## BEGIN The input

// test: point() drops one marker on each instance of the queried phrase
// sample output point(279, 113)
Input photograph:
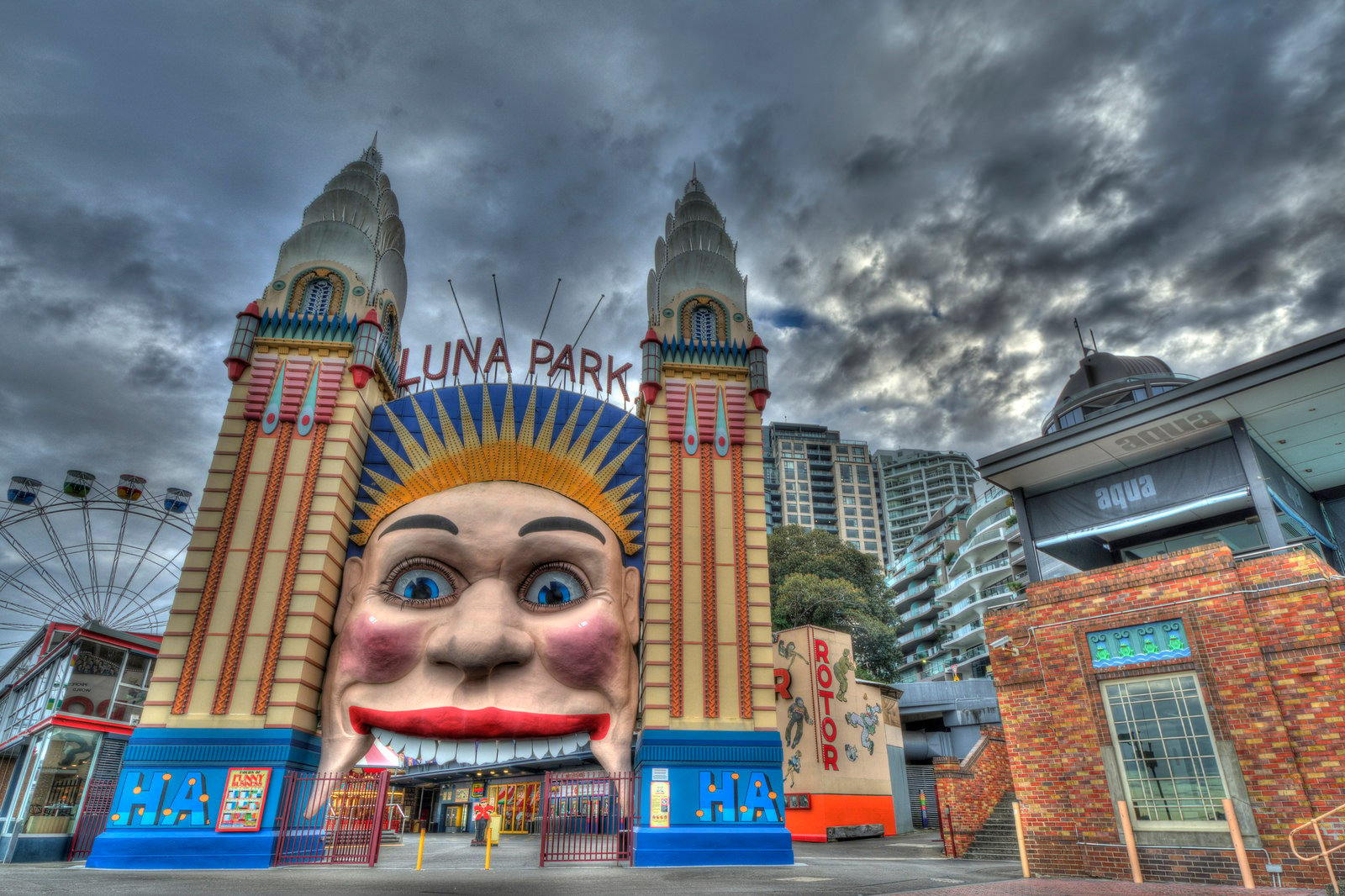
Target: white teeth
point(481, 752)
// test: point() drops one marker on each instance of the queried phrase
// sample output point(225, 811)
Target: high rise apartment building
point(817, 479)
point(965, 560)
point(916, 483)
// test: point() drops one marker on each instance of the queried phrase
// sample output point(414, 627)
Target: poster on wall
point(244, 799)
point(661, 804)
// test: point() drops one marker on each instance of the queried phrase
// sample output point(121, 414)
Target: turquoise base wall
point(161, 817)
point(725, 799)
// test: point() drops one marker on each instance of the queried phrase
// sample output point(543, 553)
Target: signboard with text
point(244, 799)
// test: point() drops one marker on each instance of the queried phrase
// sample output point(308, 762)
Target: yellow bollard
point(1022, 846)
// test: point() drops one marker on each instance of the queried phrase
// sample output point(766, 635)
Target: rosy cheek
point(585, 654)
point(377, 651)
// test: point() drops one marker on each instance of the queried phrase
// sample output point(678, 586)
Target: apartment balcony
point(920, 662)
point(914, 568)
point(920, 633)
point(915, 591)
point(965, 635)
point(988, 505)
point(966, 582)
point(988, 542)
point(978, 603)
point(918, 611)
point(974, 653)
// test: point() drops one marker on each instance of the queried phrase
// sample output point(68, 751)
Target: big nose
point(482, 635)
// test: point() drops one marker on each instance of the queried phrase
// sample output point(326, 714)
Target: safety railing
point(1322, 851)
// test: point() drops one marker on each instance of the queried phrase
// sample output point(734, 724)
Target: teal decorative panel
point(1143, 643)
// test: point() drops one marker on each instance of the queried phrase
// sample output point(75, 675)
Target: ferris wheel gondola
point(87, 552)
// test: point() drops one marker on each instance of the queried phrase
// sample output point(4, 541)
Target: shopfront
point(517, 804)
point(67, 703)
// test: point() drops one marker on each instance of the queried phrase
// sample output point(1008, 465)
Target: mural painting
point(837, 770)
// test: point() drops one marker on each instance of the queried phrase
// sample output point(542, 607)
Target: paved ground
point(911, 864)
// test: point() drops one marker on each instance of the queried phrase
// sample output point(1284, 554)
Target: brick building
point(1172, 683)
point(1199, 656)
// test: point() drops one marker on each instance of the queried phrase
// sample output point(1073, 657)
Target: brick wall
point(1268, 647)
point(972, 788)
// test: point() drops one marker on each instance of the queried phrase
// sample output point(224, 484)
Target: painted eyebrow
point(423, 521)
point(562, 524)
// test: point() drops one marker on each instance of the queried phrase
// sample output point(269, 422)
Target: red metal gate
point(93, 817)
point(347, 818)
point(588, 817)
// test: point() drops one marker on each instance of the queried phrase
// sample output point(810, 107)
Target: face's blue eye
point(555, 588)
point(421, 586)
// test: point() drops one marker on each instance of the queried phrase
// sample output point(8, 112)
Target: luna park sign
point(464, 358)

## END The input

Arrange the lines above, from the very first one through the line containing "point(974, 653)", inclusive, as a JSON list of strings with one string per line and no blank lines. Leave the pictures out of your answer.

[
  "// test: point() drops one marker on each instance of the queried phrase",
  "// sample output point(279, 113)",
  "Input photograph:",
  "Target: white teeth",
  "point(481, 752)",
  "// test: point() drops one marker on each instance of the queried phrase",
  "// sample output point(225, 811)",
  "Target: high rise apartment building",
  "point(817, 479)",
  "point(965, 560)",
  "point(916, 483)",
  "// test: point() drops one marker on each instance of the queried phrase",
  "// sample output point(414, 627)",
  "Target: poster on wall",
  "point(244, 799)",
  "point(661, 804)",
  "// test: point() drops one marker on each instance of the queried phrase",
  "// sample output point(121, 414)",
  "Target: turquoise base wall",
  "point(161, 817)",
  "point(725, 799)",
  "// test: point() drops one marker on each instance of the queried phrase",
  "// sample output point(543, 553)",
  "Target: signboard with text",
  "point(244, 799)",
  "// test: point() drops one marker on each instance of the queried phrase",
  "// sample output point(308, 762)",
  "Target: yellow bollard",
  "point(1022, 846)",
  "// test: point() drops one marker on each instance of the queried phrase",
  "// sample output point(766, 635)",
  "Target: rosy cheek",
  "point(585, 654)",
  "point(377, 651)",
  "// test: point() drops one marker on each instance of the queried phrase",
  "// sample output point(678, 586)",
  "Target: apartment balcony",
  "point(920, 662)",
  "point(914, 568)",
  "point(920, 633)",
  "point(915, 591)",
  "point(965, 635)",
  "point(988, 505)",
  "point(966, 582)",
  "point(988, 542)",
  "point(978, 603)",
  "point(918, 611)",
  "point(974, 653)"
]